» **REQUIRED WORK**:
If a line below contains the string "leafy", copy it out.

» **EXERCISE INPUT**:
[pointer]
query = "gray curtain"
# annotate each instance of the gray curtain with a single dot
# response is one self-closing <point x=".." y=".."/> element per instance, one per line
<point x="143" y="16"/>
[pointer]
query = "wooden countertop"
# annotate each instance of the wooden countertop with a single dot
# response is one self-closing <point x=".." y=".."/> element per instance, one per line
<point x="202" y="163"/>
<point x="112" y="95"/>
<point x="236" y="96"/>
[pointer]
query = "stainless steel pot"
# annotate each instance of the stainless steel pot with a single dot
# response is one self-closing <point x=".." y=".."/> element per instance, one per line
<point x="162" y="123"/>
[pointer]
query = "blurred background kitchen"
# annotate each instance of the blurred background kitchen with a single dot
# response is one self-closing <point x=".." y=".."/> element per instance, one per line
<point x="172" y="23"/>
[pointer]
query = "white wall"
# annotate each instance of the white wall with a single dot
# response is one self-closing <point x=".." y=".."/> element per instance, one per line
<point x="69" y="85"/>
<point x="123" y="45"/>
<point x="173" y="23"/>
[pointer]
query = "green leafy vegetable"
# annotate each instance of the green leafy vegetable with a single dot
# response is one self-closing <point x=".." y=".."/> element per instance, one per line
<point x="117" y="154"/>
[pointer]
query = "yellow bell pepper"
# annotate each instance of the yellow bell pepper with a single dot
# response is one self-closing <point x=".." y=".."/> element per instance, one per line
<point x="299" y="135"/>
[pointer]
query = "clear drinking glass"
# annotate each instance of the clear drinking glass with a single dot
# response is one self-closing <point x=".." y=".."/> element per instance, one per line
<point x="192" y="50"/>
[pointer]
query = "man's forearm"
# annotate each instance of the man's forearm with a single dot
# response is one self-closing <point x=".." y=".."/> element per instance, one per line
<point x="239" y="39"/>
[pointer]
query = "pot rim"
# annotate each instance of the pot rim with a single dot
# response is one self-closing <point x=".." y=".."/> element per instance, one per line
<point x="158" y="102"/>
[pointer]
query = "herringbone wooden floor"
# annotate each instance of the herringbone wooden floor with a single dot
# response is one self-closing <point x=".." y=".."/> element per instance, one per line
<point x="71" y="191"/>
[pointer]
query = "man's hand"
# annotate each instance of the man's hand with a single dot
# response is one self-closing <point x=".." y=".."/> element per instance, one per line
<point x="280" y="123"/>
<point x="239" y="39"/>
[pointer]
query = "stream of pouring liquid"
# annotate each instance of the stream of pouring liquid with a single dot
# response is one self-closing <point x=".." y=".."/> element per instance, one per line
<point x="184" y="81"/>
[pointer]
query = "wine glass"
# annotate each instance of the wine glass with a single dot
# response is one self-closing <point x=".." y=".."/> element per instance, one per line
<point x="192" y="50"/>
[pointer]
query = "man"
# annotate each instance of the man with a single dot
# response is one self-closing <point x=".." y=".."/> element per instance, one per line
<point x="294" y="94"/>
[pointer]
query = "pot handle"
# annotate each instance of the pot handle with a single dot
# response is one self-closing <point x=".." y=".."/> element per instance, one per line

» **SOLUTION TO THE PROBLEM**:
query = "green leafy vegetable"
# annotate each instance of the green leafy vegetable with a single dot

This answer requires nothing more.